## Work instructions
Reproduce the full set of records that follow, exactly as shown.

= = = =

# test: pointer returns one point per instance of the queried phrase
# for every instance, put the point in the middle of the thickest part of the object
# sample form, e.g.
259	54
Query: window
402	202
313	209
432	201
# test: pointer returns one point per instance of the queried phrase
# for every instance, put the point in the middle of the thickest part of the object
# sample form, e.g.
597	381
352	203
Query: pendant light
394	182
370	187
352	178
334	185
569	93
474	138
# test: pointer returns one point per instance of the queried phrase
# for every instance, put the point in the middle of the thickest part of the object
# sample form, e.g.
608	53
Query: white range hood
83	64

= = = =

## Task output
# test: pointer returns one point per instance of the queried phrase
# for every instance, put the point in the middle of the thickest part of the object
# sample form, e.g.
259	54
Query: window
402	202
313	209
432	201
# test: pointer returns one point per instance of the queried phrase
# for every instance, put the point in the middle of the thickest part of the object
# sample form, e.g.
597	381
352	203
Query: pendant light
394	182
370	187
352	178
334	185
569	93
474	138
# test: pointer returns one point per instance of the queried phrase
# for every instance, put the point in the middle of the thickest part of the object
# sample form, e.g.
608	53
Query: white range hood
83	64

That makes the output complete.